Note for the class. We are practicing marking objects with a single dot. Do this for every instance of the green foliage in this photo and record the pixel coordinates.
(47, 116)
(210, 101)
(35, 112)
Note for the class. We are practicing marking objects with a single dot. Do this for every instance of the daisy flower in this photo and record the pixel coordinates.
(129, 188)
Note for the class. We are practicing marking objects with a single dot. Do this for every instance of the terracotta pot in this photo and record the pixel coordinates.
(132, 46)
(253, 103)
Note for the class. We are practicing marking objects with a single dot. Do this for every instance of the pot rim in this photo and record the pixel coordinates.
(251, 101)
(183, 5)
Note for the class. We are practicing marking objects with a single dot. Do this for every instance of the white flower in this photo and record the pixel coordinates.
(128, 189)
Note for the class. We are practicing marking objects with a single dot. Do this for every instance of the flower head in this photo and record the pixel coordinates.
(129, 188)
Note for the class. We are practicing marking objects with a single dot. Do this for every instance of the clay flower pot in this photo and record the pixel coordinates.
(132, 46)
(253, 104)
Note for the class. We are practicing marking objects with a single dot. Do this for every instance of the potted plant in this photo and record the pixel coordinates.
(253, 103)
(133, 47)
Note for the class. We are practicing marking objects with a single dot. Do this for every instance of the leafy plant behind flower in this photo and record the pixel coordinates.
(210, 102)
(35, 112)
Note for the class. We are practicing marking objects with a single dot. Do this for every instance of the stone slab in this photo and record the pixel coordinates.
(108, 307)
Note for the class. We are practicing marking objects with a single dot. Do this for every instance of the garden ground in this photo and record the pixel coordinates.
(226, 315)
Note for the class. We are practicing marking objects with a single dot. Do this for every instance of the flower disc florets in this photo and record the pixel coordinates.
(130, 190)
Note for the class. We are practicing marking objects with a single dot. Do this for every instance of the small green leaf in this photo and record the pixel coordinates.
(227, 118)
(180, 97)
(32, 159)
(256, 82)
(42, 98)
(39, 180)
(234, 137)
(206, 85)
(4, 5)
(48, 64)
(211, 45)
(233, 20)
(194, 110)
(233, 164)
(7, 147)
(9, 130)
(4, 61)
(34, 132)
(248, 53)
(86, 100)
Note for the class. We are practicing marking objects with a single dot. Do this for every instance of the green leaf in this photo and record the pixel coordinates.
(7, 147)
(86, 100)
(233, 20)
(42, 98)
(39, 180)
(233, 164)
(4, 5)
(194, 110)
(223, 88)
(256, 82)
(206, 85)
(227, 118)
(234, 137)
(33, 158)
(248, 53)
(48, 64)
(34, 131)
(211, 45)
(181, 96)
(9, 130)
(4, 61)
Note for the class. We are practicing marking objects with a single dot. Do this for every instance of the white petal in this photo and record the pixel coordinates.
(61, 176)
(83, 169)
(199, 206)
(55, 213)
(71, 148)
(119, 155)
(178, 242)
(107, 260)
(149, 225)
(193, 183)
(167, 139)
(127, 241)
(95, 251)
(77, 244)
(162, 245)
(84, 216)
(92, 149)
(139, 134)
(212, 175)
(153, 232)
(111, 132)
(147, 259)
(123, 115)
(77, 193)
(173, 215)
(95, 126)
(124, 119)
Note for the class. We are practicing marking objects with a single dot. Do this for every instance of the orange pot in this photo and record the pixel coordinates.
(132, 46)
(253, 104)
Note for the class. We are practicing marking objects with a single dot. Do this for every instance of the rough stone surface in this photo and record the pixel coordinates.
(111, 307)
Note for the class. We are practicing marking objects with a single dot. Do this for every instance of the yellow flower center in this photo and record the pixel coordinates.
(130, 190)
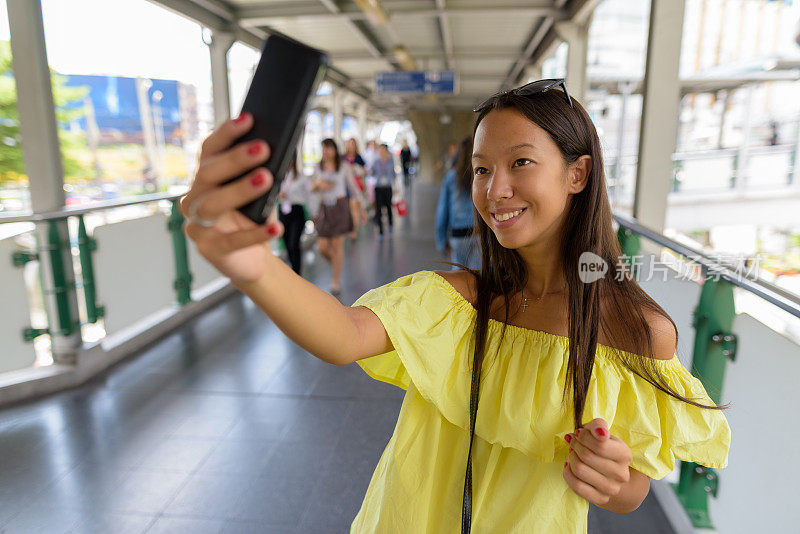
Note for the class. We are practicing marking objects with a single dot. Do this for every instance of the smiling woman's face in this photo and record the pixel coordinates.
(521, 184)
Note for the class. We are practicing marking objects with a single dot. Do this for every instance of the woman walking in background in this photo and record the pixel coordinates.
(294, 192)
(332, 179)
(357, 209)
(530, 391)
(455, 215)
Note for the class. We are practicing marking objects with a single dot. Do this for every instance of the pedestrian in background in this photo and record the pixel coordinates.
(406, 158)
(332, 178)
(357, 209)
(383, 171)
(455, 215)
(294, 192)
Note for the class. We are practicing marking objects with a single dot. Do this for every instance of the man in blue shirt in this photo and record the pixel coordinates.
(383, 171)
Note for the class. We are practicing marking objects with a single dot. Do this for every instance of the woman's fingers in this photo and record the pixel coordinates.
(230, 196)
(215, 170)
(225, 243)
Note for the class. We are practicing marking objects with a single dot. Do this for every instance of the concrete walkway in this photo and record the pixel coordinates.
(226, 426)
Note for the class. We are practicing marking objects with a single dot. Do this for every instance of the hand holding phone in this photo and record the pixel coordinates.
(285, 80)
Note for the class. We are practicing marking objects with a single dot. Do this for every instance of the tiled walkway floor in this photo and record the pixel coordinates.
(225, 426)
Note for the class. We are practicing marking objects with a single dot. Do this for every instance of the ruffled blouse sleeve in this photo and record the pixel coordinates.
(657, 427)
(430, 326)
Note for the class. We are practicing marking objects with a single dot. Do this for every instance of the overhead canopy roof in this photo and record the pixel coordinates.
(488, 44)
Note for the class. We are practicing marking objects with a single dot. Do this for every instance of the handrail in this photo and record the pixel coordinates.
(98, 206)
(764, 289)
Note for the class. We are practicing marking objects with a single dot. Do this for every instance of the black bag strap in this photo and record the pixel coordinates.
(466, 513)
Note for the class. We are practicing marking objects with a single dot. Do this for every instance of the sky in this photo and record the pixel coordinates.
(131, 38)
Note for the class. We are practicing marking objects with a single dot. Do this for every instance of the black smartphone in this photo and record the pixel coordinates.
(285, 80)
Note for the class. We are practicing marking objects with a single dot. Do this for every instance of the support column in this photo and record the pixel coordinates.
(362, 124)
(42, 156)
(722, 117)
(743, 154)
(153, 171)
(221, 42)
(338, 116)
(625, 92)
(795, 170)
(433, 137)
(660, 108)
(576, 36)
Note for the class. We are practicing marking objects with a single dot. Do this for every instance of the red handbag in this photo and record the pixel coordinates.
(402, 207)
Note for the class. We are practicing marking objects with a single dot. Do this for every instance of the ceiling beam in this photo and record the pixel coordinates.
(445, 35)
(368, 41)
(436, 53)
(538, 32)
(256, 14)
(577, 11)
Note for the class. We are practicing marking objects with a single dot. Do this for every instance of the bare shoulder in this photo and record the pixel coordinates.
(662, 333)
(463, 282)
(665, 338)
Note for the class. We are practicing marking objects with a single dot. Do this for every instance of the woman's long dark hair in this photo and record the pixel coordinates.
(337, 159)
(464, 165)
(587, 228)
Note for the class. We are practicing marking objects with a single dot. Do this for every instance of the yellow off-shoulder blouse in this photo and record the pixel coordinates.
(519, 449)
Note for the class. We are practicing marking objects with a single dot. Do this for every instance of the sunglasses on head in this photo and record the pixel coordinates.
(530, 89)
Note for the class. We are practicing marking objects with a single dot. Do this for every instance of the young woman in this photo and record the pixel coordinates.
(357, 209)
(295, 189)
(576, 394)
(455, 213)
(332, 179)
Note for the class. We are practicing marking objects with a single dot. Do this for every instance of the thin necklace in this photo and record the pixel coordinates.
(526, 299)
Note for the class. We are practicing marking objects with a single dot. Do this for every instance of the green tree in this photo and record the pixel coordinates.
(12, 166)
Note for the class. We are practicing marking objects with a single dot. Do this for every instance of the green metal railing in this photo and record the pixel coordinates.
(57, 249)
(714, 344)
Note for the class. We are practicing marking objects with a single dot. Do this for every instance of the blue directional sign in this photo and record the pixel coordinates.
(415, 81)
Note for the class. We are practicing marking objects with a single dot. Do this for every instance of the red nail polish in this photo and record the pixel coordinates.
(255, 149)
(258, 179)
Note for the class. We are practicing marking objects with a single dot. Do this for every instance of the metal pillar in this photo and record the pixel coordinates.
(338, 116)
(220, 43)
(153, 170)
(576, 36)
(625, 93)
(722, 117)
(660, 107)
(795, 169)
(743, 155)
(42, 156)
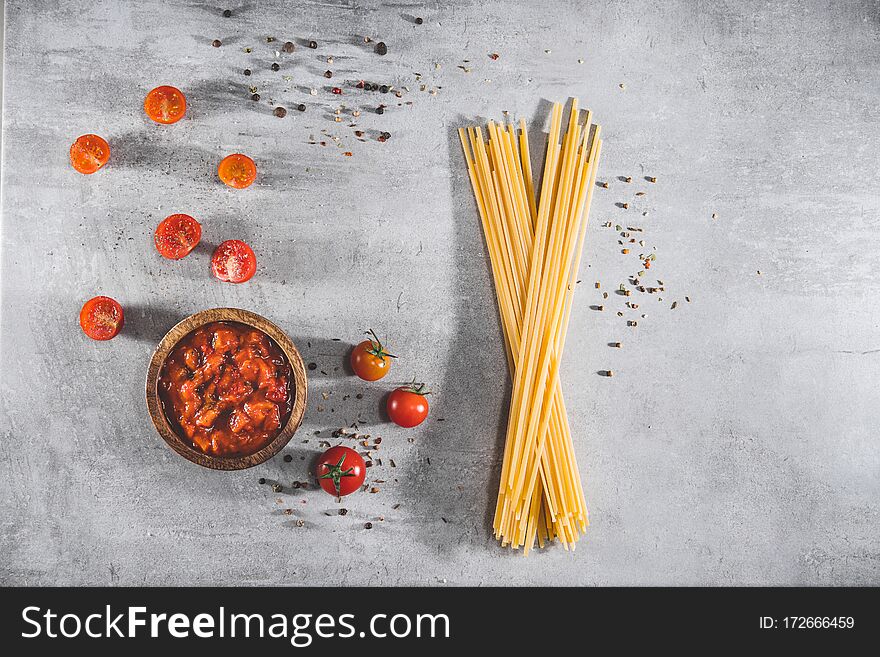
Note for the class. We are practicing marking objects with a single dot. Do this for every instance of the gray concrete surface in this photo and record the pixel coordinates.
(735, 445)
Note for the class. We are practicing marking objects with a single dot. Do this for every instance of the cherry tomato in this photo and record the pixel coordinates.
(101, 318)
(177, 235)
(237, 171)
(165, 104)
(89, 153)
(407, 406)
(233, 262)
(369, 360)
(341, 471)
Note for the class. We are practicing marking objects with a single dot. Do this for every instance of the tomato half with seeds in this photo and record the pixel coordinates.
(233, 262)
(369, 360)
(407, 406)
(101, 318)
(89, 153)
(177, 235)
(165, 104)
(341, 471)
(237, 170)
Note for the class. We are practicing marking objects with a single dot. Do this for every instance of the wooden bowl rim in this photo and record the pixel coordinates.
(299, 388)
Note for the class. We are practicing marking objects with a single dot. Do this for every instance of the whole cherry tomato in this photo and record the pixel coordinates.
(89, 153)
(237, 171)
(165, 104)
(177, 235)
(233, 262)
(101, 318)
(341, 471)
(407, 406)
(369, 360)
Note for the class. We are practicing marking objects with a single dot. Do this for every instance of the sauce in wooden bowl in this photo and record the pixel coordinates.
(226, 387)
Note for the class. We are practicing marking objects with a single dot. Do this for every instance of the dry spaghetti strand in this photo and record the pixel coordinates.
(535, 247)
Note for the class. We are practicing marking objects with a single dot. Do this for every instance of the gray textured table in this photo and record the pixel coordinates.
(736, 443)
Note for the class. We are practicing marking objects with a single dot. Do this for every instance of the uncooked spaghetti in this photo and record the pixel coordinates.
(535, 246)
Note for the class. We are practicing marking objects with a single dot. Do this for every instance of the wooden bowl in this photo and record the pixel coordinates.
(182, 445)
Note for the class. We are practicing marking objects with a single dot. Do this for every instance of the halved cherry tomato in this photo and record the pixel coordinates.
(177, 235)
(101, 318)
(407, 406)
(89, 153)
(237, 171)
(233, 262)
(369, 360)
(165, 104)
(341, 471)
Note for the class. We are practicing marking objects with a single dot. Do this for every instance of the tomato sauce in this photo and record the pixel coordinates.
(226, 387)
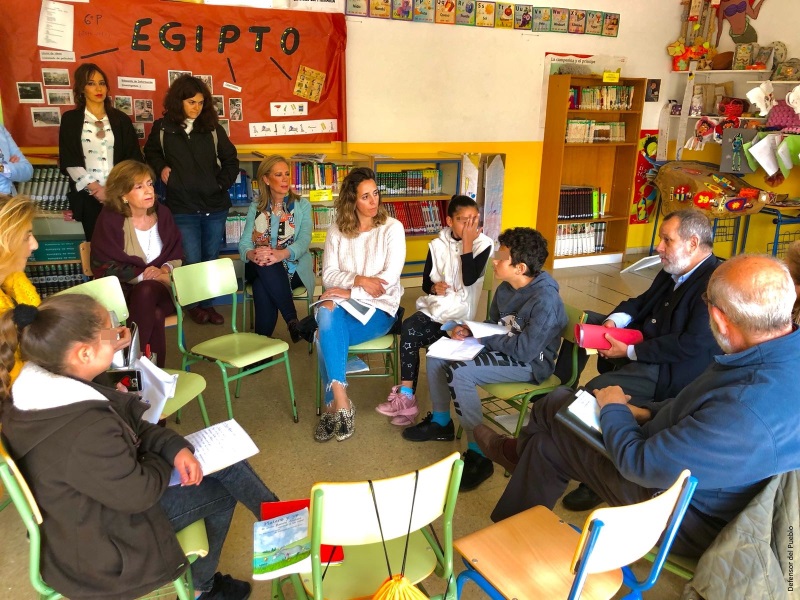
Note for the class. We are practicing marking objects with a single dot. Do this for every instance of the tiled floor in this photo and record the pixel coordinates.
(290, 460)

•••

● WHAT TO PRODUCE:
Copy the rows word for word, from the line containing "the gray textured" through the end of the rows, with both ends included. Leave the pictures out of your copy.

● RESULT OF THE TASK:
Note for the class. We are practicing marking objects with a single dot. Do this for every instance of the gray textured table in this photo and record the pixel coordinates.
(736, 443)
Note for the class. We are practicing marking objects with a single dot. Do this for every instance of the uncooked spaghetti in this photo and record the pixel coordinates.
(535, 246)
Note for the class. We are practicing marking objects with a single dot. Do this for every instance of the wooden bowl in this photo and record the pixel coordinates.
(182, 445)
Note for the class. We are practicing marking objects with a single dot. Do this for every instance of the halved cherry tomato in this photo and record the pixel coordinates.
(177, 235)
(101, 318)
(407, 406)
(89, 153)
(237, 171)
(233, 262)
(369, 360)
(165, 104)
(341, 471)
Note for the class. We are practicing marking objects with a single dot. Do this for every instance of the tomato sauce in this photo and record the pixel coordinates.
(226, 387)
Note for the class. We are practicing marking objects with a single dot. Do this for every instance of the tiled floor in this photo and record the pixel coordinates.
(290, 460)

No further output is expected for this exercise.